Sí, es un malestar imperceptible y que padezco día tras día, curiosa fuerza, que hoy me desconcierta. No, las heridas más dolorosas no siempre son las que uno cree.
Una fuerza confusa, un estremecimiento, una herida interior me obligan pues a la prospección, a buscar la manera de vivir más libremente. En pocas palabras, se trata de una trivial falta de confianza en mí, de la discapacidad sin duda y de sus secuelas psicológicas que vuelven a salir a la superficie.
Tengo envidia de los cuerpos de los chicos de mi edad. ¡Realmente, es algo superior a mis fuerzas!
Me fascinan tanto como me parecen construidos para la vida. Me asombro al sentir un deseo furioso, caníbal. Me gustaría comérmelos , convertirme en esos cuerpos. Oigo a veces la voz del viejo Platón que, en El Banquete , hace decir a Aristófanes:
««[…] es preciso que conozcáis la naturaleza humana y las modificaciones que ha sufrido, ya que nuestra antigua naturaleza no era la misma de ahora, sino diferente. En primer lugar, tres eran los sexos de las personas, no dos, como ahora, masculino y femenino, sino que había, además, un tercero que participaba de estos dos, […]. El andrógino, en efecto, era entonces una sola cosa […]. En segundo lugar, la forma de cada persona era redonda en su totalidad, con la espalda y los costados en forma de círculo. Tenía cuatro manos, mismo número de pies que de manos y dos rostros prefectamente iguales sobre un cuello circular. Y sobre estos dos rostros, situados en direcciones opuestas, una sola cabeza, y además cuatro orejas, dos órganos sexuales, y todo lo demás como uno puede imaginarse a tenor de lo dicho.»

• **Preguntas**
1. Reproduzca textualmente el pasaje del fragmento sobre la envidia y la discapacidad, comenzando por "Una fuerza confusa, un" y continuando hasta "a la superficie.".
2. Según el fragmento sobre la envidia y la discapacidad, ¿qué obliga a quien escribe a buscar la manera de vivir más libremente, y a qué se reduce eso en pocas palabras? Responda en una a tres oraciones.

Filas extraídas de una colección

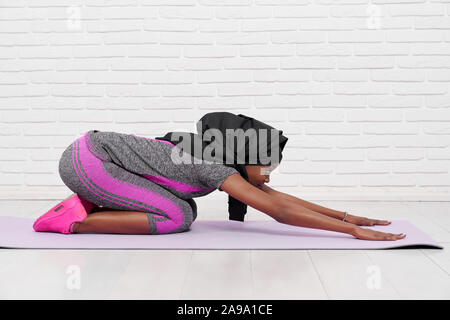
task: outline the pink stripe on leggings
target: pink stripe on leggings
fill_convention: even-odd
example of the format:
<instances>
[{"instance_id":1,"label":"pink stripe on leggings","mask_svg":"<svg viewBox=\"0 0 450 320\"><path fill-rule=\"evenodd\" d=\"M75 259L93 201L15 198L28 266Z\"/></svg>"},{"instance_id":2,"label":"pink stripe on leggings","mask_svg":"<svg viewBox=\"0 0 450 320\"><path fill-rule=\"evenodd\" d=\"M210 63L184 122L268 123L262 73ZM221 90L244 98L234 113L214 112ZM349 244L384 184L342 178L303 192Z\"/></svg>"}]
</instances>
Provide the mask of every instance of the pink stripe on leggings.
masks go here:
<instances>
[{"instance_id":1,"label":"pink stripe on leggings","mask_svg":"<svg viewBox=\"0 0 450 320\"><path fill-rule=\"evenodd\" d=\"M118 180L111 176L106 169L103 167L103 163L100 159L95 157L88 149L87 143L86 143L86 135L84 135L82 138L78 139L79 147L77 149L77 152L80 154L80 166L84 168L84 171L86 172L86 175L92 180L93 183L101 186L103 189L105 189L107 192L121 195L123 197L127 197L136 201L140 201L142 203L152 205L154 207L157 207L167 213L170 220L166 221L156 221L156 227L158 230L158 233L170 233L172 230L177 229L180 227L184 222L184 212L181 210L181 208L171 201L170 199L154 192L149 189L136 186L134 184L131 184L126 181ZM74 148L75 149L75 148ZM75 158L74 158L75 160ZM75 162L74 167L77 168ZM78 173L78 177L80 180L86 185L86 187L91 190L93 193L98 195L97 193L102 193L100 190L97 189L97 192L93 191L92 189L96 189L95 186L88 186L90 184L88 181L84 181L82 177L80 177ZM108 194L107 194L108 195ZM112 201L107 198L104 198L101 195L98 195L101 198ZM111 195L108 195L111 197ZM115 198L115 197L113 197ZM120 201L124 201L123 199L115 198ZM114 202L114 201L112 201ZM128 201L129 202L129 201ZM117 203L117 202L114 202ZM137 204L134 204L132 202L129 202L133 204L134 206L139 206ZM119 203L121 204L121 203ZM124 205L124 204L121 204ZM126 206L126 205L125 205ZM130 206L127 206L130 207ZM140 206L142 207L142 206ZM144 208L144 207L143 207ZM146 212L148 212L148 209L145 209Z\"/></svg>"},{"instance_id":2,"label":"pink stripe on leggings","mask_svg":"<svg viewBox=\"0 0 450 320\"><path fill-rule=\"evenodd\" d=\"M142 174L142 176L146 179L149 179L153 182L156 182L158 184L162 184L165 186L168 186L174 190L180 191L180 192L184 192L184 193L194 193L194 192L208 192L211 190L214 190L215 187L210 188L210 189L202 189L202 188L197 188L195 186L192 186L190 184L187 183L183 183L180 181L176 181L176 180L171 180L168 179L166 177L162 177L162 176L151 176L149 174Z\"/></svg>"}]
</instances>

• **Lista de soluciones**
1.
Una fuerza confusa, un estremecimiento, una herida interior me obligan pues a la prospección, a buscar la manera de vivir más libremente. En pocas palabras, se trata de una trivial falta de confianza en mí, de la discapacidad sin duda y de sus secuelas psicológicas que vuelven a salir a la superficie.

2. Una fuerza confusa, un estremecimiento y una herida interior obligan a quien escribe a la prospección, es decir, a buscar la manera de vivir más libremente. En pocas palabras, se trata de una trivial falta de confianza en sí, de la discapacidad y de sus secuelas psicológicas, que vuelven a salir a la superficie.